## Work task
Reproduce every record verbatim but drop the pictures.

## Data
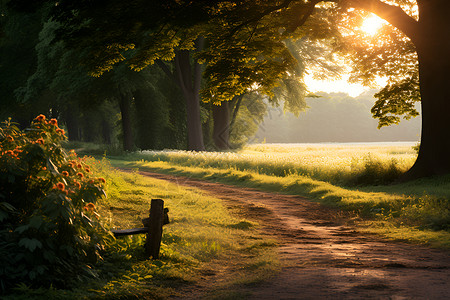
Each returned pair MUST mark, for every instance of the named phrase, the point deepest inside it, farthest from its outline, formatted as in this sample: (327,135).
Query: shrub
(50,233)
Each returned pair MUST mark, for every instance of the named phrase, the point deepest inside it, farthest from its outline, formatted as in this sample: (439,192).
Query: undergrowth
(201,232)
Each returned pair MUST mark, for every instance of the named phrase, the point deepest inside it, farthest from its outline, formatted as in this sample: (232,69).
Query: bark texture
(221,131)
(430,35)
(127,128)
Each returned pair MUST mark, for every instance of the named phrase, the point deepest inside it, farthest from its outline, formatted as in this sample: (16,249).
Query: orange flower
(60,186)
(54,122)
(90,207)
(40,118)
(77,184)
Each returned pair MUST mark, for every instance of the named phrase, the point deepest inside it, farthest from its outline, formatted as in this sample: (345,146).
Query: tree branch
(309,11)
(391,13)
(163,66)
(257,18)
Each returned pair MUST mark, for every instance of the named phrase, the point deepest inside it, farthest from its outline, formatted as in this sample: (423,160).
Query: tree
(429,36)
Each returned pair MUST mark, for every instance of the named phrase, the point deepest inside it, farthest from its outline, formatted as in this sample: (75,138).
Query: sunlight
(372,24)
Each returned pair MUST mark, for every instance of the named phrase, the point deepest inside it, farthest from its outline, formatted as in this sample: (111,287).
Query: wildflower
(89,207)
(60,186)
(54,122)
(40,118)
(77,184)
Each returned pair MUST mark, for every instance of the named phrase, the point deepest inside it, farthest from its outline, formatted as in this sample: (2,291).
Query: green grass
(416,211)
(202,235)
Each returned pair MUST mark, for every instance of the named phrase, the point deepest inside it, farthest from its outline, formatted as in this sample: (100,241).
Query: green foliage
(48,224)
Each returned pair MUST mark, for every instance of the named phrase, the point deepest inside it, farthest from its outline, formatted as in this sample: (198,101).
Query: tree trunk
(71,116)
(189,83)
(125,111)
(221,131)
(433,48)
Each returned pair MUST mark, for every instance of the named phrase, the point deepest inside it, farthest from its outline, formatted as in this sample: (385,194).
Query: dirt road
(325,260)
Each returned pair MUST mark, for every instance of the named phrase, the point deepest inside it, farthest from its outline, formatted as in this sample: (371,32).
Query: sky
(370,27)
(341,85)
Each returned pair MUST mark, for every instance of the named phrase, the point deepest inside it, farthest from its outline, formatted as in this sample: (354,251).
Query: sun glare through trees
(372,24)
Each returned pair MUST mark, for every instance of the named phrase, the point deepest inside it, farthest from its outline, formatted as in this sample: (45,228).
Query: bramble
(45,232)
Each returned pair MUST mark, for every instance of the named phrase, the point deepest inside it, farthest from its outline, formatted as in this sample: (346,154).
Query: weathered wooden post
(156,220)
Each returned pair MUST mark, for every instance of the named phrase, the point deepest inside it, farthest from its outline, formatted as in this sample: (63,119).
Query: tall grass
(355,178)
(337,164)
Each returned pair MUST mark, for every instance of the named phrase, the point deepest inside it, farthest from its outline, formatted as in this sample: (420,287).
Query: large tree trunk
(221,131)
(71,118)
(189,82)
(127,128)
(433,48)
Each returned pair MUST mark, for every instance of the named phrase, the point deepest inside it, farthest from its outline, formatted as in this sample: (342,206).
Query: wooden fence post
(153,242)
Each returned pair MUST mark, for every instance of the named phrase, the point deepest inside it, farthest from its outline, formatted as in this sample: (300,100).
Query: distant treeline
(334,117)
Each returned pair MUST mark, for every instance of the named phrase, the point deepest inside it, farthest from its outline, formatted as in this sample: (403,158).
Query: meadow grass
(338,164)
(202,235)
(352,178)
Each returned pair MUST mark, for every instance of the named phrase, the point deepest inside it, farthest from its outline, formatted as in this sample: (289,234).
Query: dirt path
(325,260)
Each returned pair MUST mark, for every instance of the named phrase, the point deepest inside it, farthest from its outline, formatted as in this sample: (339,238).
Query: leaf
(36,222)
(30,244)
(51,166)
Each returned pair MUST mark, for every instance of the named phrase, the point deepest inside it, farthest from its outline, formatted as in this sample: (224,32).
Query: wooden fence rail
(152,227)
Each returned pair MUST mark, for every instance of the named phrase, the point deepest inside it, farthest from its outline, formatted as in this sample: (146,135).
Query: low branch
(163,66)
(309,11)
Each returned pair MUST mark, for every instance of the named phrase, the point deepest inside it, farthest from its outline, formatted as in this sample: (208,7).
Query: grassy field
(357,178)
(203,238)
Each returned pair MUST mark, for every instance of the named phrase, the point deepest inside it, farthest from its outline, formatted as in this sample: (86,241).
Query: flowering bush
(50,232)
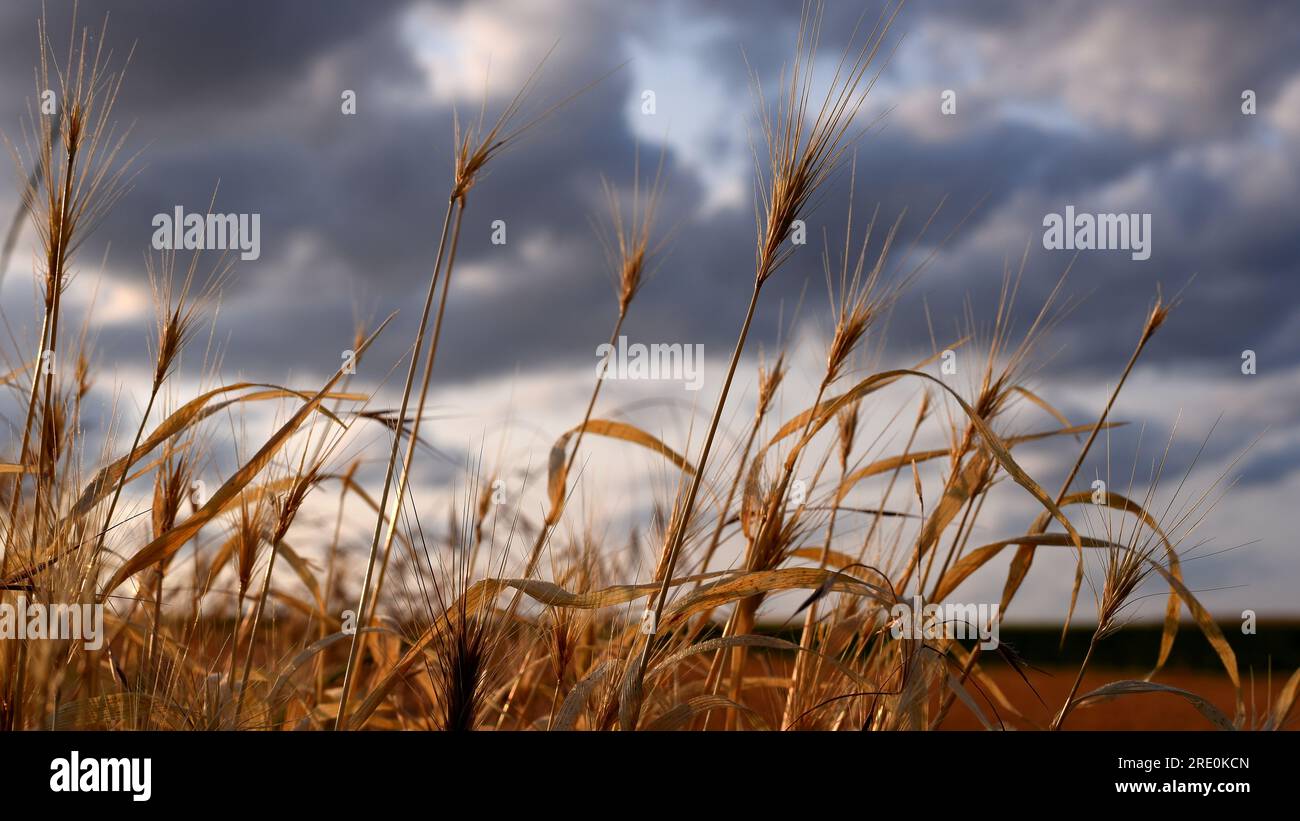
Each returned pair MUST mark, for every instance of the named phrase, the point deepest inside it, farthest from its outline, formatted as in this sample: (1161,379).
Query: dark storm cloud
(247,94)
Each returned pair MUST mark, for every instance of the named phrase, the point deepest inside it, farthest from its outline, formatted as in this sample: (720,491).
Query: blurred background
(1108,107)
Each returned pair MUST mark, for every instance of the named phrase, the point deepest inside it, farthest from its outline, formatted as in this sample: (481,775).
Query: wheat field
(221,612)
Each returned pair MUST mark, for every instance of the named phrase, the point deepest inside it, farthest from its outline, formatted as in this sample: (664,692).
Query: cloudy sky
(1109,107)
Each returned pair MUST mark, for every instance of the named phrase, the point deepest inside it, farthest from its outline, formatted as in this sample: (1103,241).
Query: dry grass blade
(1130,687)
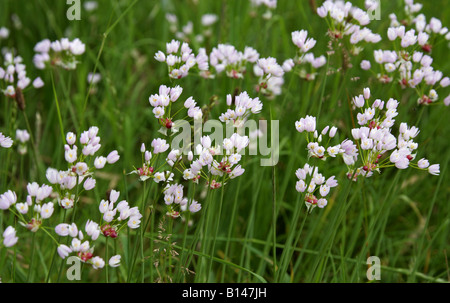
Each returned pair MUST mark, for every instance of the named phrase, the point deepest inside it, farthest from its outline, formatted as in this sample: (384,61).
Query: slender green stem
(61,126)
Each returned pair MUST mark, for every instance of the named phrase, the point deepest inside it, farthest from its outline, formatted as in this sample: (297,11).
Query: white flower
(97,262)
(114,261)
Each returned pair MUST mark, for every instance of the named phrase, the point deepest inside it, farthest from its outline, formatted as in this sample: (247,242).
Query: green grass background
(400,216)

## Response to the exercise
Each returned pair MUST mark, for every instance of the named phrase, the point deepest inside it, farthest from its outline, formatted as in this sample: (327,135).
Query: shrub
(50,233)
Each returned pair MUST mark, for every instance of the named phrase, the point deepest inside it, farthest from its outline, formatted as in this sample: (439,192).
Query: undergrowth
(201,232)
Each returned pair MUST mark, for every instance of the named phrase, the point deepest inside it, farthest from its outline, formatted as in this sample: (232,69).
Query: bark texture
(221,131)
(430,35)
(127,128)
Each returned pair MUST mark, for every instance of the named phrase, the point deepest inside it, farthest from its outline, formatted as in this sample: (16,249).
Query: orange flower
(60,186)
(54,122)
(90,207)
(40,118)
(77,184)
Each returned pair MUST mark, for every instance of the named phrase, the point deepest inside it, farthest from its outline, formatted as in this sample: (345,146).
Query: tree branch
(309,11)
(391,13)
(163,66)
(257,18)
Each returned pair MUST mark, for every instance of the named phrase, the point deepest inside it, farthest from its outline, formatted as in this sample: (423,160).
Query: tree
(429,36)
Each returned pair MUST mark, for every instance of the named phrase, the point deepest inside it, farthest from its outline, formatted as in this sample: (75,138).
Query: sunlight
(372,24)
Each returned pair MUST mark, for every instance of the named phrase, the point deepest inside it, farthest from its outline, formatted as in this sample: (111,287).
Query: wildflower
(89,207)
(60,186)
(54,122)
(40,118)
(77,184)
Each returned pair MUST mark, for every instance of the named phrase, the point deepest inside it, farthest from its outline, formatted as in this sample: (2,291).
Query: green grass
(416,211)
(202,235)
Each returned pair MUST mark, for every instance of the named phrase, the point deepest inside it, farthest from its outline, formatted as in this sample: (100,241).
Query: green foliage
(48,224)
Each returned pair MUST mark, for every instance of the named phrase, the point deepest inside it, farthest from its outline, formatted as in this sample: (198,101).
Query: tree trunk
(71,116)
(189,83)
(125,111)
(221,131)
(433,48)
Each returned pair MUST mark, for every instance of the named phrase, the point deepest inside it, farthest from its outline, formatted as in this sample: (385,194).
Query: dirt road
(325,260)
Each returned pair MUST mark, for every instance of the named phrase, the point deepest inside it, farthest from its outline, formatted as in this sample: (371,32).
Query: sky
(370,27)
(341,85)
Each returned pair MUST mark, for every instance of the named phrase, the point deepest inside it, farthest from its outline, formatted as in this sample: (354,251).
Query: sun glare through trees
(372,24)
Each returned pair MUST mark, for every instance of the named phrase, the point deepest inside it, farthest from its outline, formatted as in this sample: (45,228).
Query: bramble
(45,232)
Each returned pair MUST mark, for every instance of the named phrase, the point deepest inside it, farthest from its outline, formatted as in this sample: (346,154).
Query: weathered wooden post
(156,220)
Each returned pair MUST mark, for every instance of the named phrase, the point deepest inside it, farthest from its outline, formatted as in this sample: (63,119).
Query: tall grass
(355,178)
(337,164)
Each returned pair MUST mark, for every instance of the named phrase, the point deepest inside it, farthest from its outline, formatted as in this sample: (420,287).
Query: large tree trunk
(221,131)
(71,118)
(189,82)
(127,128)
(433,48)
Each returned pair MUST mark, for every instance of the named phrase, the point deepest inside it, farthest from its outline, formatted as in this sample: (342,206).
Query: wooden fence post
(153,242)
Each returned pair MUST mark, for every instance of the named phrase, the point deepest inside it, farthest from its outline, formatted as in this sample: (300,100).
Query: distant treeline
(334,117)
Each returned pair MUST mark, for every instance of the named phrase, the point deepest inside it, farthest from its outline, formatted as in this sample: (403,158).
Query: meadow grass
(338,164)
(202,235)
(352,178)
Each returned pair MUST mark, for every instance of the named phrase, the point deepest inside it, farthest from its outline, formatted as in this sample: (289,234).
Query: dirt path
(325,260)
Each returned pair MUST mark, for every instance of the named phrase, the point deepest inside it, farthest from its outline, formatted as in this sample: (339,238).
Query: leaf
(36,222)
(30,244)
(51,166)
Each returned pair MUST mark, for every instance of the named phrase, the point deepest inside it, farthest from its outline, formatted as in this sample: (224,32).
Query: wooden fence rail
(152,227)
Each returned pair MUST mark, for every instance of the named phrase, the point deepest inside it, farthest from its outline, formatted as in this sample: (146,135).
Query: low branch
(163,66)
(309,11)
Each returned pair MUST mark, for every instance of the named phrase, the point deepest inside it, farthest from its outline, formatted as in this sample: (208,7).
Query: grassy field
(357,178)
(203,238)
Each returned pair MUST mark, for every instance of the named phrase, the point deepest inside it, farthest from its outline, formatted as in this sample: (86,241).
Query: flowering bush
(50,232)
Each returned pair MUST mark, for every instance of the named phrase, the point deepest inside it, farthest from its outline, formatted as in this sample: (1161,379).
Query: dark storm cloud
(247,94)
Each returned pair MUST mark, for every instance of the named phrase, the point deepest inside it, farthest from its outline, formatted as in this sample: (720,491).
Query: blurred background
(1108,107)
Each returned pair MUST mark, for every instance of the named phrase, the point deepest inside it, farthest from its outline, formatted as in this sample: (481,775).
Query: wheat field
(221,612)
Each returned pair MUST mark, for every instance of the named phrase, the point deepest inside it, farthest from its outline, formatted as in this sample: (664,692).
Query: cloudy sky
(1109,107)
Each returned pair MUST mark, for every instance of the named phrase, the point deepest inside it, farthest from its outline, formatted as in this sample: (1103,241).
Query: dry grass blade
(1130,687)
Each returned pair MUST mark, for every instance of the named phrase, the point deepest inside it, farthest from its outline, formatted as in this sample: (384,61).
Query: slender green stem
(61,126)
Each returned pair MUST mark, for every instance of the named phrase, the point deepest inside it, farthest from its outline, formatted as in this sample: (297,11).
Query: white flower
(97,262)
(114,261)
Each returned pair MUST mark, for every instance of the named phrase, the point deepest inside it, farthest from its outline, formatted as in this sample: (247,242).
Query: green grass background
(400,216)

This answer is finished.